> Set task 1: Reproduce the blog post about fixed and growth mindsets below, word for word and in full.
> Set task 2: Pick out each line of the listing that contains the word "shirt", and copy those lines unchanged.

> Quoted text:
● ● ● ● ●
Thursday, January 30, 2014

Interesting Article: Two Mindsets

Fixed Mindset Vs Growth Mindset

"What it all comes down to is that a mindset is an interpretative process that tells us what is going on around us. In the fixed mindset, that process is scored by an internal monologue of constant judging and evaluation, using every piece of information as evidence either for or against such assessments as whether you’re a good person, whether your partner is selfish, or whether you are better than the person next to you. In a growth mindset, on the other hand, the internal monologue is not one of judgment but one of voracious appetite for learning, constantly seeking out the kind of input that you can metabolize into learning and constructive action."

Wednesday, January 29, 2014

Turn to Page 30-31

I don't know what I did to belong on this page with world-known bloggers, especially as I personally know several bloggers right here at Post who are far better writers and far wider read than I am.  But I'm thankful for the shout-out anyway.
● ● ● ● ●
> Records to process:
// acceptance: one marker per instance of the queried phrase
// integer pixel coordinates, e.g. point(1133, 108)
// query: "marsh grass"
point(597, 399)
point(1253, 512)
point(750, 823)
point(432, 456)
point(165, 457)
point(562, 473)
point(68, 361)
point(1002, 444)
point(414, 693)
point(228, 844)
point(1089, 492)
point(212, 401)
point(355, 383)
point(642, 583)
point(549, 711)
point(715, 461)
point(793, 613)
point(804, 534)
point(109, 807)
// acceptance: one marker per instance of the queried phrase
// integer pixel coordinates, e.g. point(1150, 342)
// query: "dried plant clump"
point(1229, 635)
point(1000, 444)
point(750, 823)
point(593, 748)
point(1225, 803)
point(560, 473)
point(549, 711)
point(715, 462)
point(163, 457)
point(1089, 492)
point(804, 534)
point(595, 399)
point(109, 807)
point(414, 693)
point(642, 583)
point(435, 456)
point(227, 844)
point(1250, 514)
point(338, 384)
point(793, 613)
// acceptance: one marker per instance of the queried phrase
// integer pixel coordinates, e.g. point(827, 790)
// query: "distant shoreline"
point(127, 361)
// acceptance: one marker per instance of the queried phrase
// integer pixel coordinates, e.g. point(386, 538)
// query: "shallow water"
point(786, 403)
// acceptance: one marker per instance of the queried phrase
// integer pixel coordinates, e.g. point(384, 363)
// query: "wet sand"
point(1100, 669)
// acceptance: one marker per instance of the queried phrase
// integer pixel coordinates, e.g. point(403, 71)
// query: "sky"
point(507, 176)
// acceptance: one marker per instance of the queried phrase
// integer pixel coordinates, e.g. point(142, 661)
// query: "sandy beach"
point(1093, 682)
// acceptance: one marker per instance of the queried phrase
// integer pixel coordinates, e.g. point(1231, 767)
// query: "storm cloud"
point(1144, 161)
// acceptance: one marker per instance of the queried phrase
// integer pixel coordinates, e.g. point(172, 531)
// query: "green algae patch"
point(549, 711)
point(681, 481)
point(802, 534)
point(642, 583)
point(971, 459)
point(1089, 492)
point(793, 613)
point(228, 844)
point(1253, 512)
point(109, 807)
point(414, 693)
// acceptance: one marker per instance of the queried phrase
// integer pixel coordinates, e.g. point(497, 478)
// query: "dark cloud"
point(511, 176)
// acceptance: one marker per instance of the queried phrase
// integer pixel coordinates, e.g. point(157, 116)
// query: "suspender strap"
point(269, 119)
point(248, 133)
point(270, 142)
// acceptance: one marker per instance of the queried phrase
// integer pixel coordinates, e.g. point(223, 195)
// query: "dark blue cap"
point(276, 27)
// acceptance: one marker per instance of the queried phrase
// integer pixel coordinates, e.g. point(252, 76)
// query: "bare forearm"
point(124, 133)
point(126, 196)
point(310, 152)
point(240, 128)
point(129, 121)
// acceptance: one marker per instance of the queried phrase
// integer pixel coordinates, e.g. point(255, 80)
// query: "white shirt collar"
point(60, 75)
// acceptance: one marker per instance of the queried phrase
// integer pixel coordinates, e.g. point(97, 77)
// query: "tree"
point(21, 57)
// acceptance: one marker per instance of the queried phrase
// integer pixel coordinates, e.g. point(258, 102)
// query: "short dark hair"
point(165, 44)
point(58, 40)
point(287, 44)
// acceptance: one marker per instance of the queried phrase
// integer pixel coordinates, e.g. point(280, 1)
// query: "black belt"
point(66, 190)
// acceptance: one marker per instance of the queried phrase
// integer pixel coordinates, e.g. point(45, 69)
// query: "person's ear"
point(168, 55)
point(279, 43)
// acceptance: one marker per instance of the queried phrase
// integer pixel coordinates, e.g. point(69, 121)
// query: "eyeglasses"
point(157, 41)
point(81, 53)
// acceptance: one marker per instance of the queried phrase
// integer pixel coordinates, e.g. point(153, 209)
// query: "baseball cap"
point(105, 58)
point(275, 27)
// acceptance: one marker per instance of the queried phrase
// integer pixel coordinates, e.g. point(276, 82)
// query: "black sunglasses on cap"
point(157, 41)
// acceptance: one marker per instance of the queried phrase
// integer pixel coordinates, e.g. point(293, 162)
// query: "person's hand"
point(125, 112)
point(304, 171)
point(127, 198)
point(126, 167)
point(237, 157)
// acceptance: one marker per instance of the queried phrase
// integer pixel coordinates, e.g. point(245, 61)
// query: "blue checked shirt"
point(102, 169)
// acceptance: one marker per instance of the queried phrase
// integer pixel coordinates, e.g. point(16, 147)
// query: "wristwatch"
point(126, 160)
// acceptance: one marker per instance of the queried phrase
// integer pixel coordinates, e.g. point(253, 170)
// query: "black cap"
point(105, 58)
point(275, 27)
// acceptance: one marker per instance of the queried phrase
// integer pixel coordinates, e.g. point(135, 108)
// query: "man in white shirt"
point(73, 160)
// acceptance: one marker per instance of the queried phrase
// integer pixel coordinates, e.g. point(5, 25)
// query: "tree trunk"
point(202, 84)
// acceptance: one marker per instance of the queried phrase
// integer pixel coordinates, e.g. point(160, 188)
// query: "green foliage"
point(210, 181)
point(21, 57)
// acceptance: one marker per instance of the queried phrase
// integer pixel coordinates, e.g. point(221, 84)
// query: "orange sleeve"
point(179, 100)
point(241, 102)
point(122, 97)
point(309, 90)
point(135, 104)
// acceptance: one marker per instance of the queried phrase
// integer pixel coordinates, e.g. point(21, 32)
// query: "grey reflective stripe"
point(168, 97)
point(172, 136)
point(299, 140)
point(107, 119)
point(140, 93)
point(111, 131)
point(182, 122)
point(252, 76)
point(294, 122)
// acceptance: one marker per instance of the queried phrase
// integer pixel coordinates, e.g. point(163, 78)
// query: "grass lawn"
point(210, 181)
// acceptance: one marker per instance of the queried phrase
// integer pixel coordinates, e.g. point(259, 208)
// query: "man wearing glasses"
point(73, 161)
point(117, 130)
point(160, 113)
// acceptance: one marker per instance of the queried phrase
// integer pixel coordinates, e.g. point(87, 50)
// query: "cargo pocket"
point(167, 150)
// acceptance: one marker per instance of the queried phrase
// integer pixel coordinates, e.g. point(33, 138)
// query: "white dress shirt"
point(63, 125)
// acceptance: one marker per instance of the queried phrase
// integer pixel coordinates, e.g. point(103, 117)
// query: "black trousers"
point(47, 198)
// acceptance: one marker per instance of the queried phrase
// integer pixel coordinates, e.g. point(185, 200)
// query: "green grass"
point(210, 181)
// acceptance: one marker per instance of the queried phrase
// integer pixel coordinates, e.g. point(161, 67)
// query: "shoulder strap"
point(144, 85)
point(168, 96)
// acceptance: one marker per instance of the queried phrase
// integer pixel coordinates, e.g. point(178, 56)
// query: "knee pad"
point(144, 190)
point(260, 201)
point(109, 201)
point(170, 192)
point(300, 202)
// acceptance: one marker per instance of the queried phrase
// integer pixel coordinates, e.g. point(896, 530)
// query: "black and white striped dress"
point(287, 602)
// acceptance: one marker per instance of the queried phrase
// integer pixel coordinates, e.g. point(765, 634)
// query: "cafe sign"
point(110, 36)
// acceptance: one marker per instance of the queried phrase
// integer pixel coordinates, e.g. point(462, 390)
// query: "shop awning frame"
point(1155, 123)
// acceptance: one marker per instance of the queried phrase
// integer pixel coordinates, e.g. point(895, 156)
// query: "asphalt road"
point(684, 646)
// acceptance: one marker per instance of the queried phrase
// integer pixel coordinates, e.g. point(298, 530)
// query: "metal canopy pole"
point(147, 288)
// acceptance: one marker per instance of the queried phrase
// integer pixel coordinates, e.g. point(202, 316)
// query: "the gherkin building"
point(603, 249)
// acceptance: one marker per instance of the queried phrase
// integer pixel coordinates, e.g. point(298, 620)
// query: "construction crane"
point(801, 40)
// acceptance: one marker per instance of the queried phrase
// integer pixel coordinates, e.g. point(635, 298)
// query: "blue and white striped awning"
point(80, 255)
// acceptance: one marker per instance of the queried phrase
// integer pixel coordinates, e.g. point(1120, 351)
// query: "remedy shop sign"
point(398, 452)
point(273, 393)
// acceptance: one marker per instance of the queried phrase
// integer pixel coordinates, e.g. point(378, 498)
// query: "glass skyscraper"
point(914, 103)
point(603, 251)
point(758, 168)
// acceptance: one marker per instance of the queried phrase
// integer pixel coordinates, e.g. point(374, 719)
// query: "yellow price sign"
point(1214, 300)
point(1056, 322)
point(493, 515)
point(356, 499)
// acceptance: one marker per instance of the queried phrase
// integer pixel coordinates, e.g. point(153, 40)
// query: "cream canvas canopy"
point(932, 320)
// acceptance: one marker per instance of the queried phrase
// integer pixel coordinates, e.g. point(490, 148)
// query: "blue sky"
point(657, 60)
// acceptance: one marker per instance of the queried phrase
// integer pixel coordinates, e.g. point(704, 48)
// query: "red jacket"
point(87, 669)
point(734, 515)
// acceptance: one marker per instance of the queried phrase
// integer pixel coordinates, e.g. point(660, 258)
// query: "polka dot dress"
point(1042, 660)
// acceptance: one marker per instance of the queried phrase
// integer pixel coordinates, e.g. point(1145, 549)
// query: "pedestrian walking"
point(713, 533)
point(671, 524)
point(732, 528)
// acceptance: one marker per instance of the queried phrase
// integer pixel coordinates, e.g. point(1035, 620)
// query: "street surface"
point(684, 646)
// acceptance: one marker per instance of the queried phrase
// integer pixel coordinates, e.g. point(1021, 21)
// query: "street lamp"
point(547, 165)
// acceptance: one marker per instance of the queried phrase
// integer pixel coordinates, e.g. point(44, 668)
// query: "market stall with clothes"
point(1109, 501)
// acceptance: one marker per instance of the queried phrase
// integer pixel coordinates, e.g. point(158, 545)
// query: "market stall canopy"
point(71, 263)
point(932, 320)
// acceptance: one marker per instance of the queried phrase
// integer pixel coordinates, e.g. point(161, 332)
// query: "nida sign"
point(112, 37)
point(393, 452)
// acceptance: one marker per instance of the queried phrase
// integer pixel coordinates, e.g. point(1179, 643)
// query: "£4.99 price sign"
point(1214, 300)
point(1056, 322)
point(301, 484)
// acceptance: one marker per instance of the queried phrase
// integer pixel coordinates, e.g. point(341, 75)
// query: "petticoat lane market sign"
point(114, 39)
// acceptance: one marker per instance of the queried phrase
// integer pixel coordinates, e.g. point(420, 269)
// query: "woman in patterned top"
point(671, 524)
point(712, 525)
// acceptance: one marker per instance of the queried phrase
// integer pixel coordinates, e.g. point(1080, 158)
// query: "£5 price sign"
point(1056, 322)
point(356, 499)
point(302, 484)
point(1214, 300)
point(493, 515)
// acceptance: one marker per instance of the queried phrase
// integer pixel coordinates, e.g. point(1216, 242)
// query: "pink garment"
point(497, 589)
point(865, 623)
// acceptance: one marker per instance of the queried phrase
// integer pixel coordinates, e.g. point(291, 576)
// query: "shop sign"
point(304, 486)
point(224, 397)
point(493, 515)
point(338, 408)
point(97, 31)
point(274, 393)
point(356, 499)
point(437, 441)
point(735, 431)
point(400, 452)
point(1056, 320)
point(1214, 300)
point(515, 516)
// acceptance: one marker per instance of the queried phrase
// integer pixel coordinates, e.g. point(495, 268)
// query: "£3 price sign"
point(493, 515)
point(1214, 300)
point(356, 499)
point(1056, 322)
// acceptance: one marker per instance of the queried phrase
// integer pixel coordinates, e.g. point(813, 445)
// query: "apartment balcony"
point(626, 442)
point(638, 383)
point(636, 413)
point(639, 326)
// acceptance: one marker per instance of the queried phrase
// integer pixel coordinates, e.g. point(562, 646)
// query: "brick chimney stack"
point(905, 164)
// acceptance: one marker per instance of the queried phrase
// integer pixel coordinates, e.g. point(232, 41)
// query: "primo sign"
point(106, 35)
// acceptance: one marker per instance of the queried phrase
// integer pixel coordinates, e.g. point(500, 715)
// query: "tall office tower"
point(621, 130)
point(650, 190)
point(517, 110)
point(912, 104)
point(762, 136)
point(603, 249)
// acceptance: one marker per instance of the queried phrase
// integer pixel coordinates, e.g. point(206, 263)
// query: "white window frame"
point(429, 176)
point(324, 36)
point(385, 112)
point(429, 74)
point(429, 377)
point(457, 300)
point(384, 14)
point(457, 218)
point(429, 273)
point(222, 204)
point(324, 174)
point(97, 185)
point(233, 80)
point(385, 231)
● ● ● ● ●
> Exercise response 1:
Thursday, January 30, 2014

Interesting Article: Two Mindsets

Fixed Mindset Vs Growth Mindset

"What it all comes down to is that a mindset is an interpretative process that tells us what is going on around us. In the fixed mindset, that process is scored by an internal monologue of constant judging and evaluation, using every piece of information as evidence either for or against such assessments as whether you’re a good person, whether your partner is selfish, or whether you are better than the person next to you. In a growth mindset, on the other hand, the internal monologue is not one of judgment but one of voracious appetite for learning, constantly seeking out the kind of input that you can metabolize into learning and constructive action."

Wednesday, January 29, 2014

Turn to Page 30-31

I don't know what I did to belong on this page with world-known bloggers, especially as I personally know several bloggers right here at Post who are far better writers and far wider read than I am.  But I'm thankful for the shout-out anyway.

> Exercise response 2:
// query: "white shirt collar"
// query: "blue checked shirt"
// query: "man in white shirt"
// query: "white dress shirt"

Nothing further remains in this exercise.